(Data entries)
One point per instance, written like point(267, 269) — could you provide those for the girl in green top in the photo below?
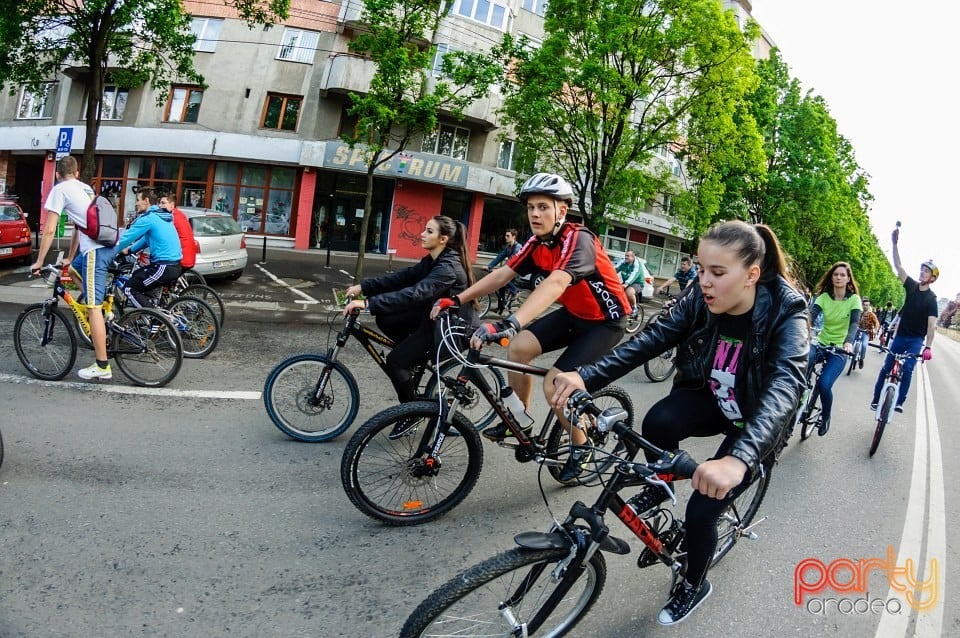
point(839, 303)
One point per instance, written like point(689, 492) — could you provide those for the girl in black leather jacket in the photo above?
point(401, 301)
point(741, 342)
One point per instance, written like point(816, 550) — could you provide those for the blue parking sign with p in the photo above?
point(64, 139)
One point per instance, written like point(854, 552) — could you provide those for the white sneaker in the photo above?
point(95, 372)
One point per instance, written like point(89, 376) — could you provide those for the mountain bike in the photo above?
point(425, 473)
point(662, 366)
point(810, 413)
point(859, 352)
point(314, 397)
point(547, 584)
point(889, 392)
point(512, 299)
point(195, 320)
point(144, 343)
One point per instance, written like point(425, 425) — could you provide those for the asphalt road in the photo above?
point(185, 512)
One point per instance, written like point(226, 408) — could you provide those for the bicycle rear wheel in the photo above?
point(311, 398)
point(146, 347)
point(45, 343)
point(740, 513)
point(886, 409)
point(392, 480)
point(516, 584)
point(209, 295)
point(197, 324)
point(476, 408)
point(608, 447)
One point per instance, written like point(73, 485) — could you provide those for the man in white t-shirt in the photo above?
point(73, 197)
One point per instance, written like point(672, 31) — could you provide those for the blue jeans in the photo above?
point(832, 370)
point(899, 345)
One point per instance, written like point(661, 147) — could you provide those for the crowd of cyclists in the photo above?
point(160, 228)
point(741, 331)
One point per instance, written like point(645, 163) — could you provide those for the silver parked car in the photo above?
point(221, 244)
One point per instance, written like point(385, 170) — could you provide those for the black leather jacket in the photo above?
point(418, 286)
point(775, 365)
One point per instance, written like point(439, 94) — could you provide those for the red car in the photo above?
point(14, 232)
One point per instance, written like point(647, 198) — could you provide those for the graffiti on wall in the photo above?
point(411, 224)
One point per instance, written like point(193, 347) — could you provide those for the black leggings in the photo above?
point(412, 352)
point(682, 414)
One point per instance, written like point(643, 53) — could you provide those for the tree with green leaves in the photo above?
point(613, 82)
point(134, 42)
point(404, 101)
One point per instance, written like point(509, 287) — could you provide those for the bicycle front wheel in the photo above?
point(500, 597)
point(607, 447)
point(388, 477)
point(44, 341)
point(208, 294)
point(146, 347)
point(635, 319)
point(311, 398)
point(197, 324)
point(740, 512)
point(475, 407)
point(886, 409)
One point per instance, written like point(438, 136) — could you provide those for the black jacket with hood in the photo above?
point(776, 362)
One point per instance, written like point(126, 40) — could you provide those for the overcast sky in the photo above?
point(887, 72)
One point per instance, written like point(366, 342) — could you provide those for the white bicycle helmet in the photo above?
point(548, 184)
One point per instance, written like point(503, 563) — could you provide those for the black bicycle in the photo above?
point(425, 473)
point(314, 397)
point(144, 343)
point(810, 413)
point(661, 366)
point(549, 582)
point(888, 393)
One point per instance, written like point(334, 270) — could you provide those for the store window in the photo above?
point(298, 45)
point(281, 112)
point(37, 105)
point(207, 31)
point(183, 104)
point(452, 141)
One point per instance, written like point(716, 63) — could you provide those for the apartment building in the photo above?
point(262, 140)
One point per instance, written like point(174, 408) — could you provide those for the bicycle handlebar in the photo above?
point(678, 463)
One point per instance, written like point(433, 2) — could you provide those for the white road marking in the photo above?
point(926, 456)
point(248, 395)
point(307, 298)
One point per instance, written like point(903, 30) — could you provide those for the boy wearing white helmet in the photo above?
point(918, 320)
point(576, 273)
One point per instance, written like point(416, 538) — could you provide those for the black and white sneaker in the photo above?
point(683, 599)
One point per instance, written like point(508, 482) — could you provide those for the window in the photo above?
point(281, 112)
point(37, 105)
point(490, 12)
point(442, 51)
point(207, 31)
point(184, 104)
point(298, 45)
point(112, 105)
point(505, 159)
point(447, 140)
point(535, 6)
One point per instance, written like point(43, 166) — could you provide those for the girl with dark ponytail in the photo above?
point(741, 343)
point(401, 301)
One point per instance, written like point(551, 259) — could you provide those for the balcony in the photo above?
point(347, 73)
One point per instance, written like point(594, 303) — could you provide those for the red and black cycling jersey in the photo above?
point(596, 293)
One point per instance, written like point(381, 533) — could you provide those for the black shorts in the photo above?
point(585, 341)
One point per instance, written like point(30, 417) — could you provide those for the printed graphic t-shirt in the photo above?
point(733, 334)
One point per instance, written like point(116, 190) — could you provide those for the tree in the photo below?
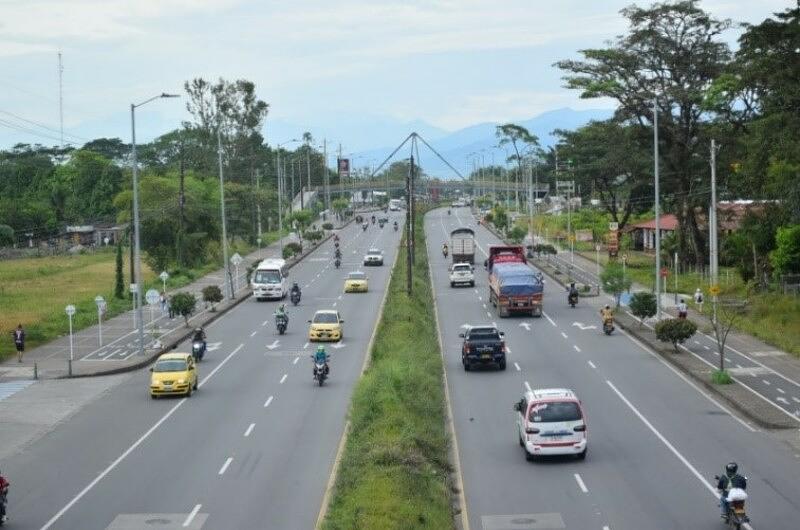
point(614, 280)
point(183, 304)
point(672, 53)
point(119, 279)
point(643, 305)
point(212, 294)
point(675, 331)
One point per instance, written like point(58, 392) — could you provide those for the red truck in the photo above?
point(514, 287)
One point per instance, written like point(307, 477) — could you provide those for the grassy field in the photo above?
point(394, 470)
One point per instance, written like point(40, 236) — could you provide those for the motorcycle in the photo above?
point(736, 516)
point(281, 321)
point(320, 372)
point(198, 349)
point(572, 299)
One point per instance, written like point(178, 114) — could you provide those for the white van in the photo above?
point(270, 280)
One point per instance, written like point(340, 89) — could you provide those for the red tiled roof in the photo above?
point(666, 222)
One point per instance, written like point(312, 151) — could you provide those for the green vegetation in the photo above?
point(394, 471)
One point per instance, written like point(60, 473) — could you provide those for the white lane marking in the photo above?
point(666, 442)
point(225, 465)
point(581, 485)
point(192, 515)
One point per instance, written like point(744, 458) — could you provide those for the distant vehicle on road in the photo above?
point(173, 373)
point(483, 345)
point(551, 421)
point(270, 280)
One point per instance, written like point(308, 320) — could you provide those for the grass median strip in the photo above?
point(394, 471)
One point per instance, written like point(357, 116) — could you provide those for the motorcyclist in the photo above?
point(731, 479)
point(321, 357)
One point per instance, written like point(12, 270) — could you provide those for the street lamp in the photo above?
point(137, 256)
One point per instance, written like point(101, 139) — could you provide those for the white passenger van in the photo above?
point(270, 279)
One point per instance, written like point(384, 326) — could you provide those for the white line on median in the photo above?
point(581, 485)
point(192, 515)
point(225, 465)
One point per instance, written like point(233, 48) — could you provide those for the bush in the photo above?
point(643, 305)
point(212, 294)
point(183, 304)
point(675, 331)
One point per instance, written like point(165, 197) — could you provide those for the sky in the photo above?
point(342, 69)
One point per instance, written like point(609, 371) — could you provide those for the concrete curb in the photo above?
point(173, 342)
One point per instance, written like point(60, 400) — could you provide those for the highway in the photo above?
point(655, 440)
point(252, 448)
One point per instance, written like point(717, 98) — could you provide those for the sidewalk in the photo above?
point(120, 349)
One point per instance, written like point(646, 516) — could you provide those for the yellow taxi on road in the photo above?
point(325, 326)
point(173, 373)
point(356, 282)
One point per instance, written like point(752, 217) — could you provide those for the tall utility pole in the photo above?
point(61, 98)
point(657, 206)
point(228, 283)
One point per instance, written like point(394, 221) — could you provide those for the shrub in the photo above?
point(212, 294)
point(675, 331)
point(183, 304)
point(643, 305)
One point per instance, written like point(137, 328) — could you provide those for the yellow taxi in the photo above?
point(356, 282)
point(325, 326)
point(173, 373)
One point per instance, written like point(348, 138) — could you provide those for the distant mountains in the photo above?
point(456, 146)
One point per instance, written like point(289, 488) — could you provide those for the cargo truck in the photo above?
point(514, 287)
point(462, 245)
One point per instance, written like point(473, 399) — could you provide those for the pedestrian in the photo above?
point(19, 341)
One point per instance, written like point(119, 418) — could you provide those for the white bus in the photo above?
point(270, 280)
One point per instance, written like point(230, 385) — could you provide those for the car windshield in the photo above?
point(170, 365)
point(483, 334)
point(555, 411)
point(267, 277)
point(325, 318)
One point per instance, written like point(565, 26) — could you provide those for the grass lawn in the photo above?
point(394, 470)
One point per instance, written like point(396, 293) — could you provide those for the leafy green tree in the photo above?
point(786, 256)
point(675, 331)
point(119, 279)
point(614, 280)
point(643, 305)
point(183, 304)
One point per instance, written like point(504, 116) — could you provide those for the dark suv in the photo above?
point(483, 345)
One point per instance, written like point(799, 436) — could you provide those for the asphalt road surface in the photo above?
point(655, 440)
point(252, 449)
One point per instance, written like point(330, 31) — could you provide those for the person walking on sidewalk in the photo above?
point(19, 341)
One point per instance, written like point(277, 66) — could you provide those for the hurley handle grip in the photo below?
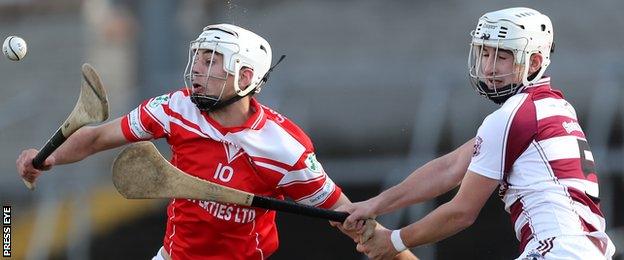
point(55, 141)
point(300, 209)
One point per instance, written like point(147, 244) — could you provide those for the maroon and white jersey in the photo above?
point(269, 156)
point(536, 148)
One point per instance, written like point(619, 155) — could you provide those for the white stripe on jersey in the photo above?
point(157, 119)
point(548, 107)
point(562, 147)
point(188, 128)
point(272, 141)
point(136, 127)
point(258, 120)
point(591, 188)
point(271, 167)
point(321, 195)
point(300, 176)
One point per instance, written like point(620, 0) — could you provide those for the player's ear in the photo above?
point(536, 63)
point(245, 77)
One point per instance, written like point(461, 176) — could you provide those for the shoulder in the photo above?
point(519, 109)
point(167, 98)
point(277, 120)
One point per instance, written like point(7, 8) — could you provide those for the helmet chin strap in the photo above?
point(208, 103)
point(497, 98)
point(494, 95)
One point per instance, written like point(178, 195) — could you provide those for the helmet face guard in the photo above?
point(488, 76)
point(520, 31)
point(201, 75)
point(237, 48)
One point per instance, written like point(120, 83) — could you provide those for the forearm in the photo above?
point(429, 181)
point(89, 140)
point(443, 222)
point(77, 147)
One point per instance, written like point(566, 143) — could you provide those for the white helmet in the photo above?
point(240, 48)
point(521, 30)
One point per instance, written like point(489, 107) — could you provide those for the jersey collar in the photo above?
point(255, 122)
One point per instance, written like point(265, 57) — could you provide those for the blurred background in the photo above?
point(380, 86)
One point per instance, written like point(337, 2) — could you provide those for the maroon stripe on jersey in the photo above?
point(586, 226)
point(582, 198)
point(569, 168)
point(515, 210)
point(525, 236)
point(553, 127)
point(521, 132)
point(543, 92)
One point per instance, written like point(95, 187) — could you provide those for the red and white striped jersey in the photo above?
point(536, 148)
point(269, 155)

◆ PROBLEM STATEMENT ◆
From the line that contains "One point per instance, written like point(95, 187)" to the last line of the data, write out each line exactly and add nothing.

◆ PROBLEM SOLUTION ◆
One point per instance, written like point(95, 187) — could you provide those for the red and white striped jersey in the photo above?
point(536, 148)
point(269, 155)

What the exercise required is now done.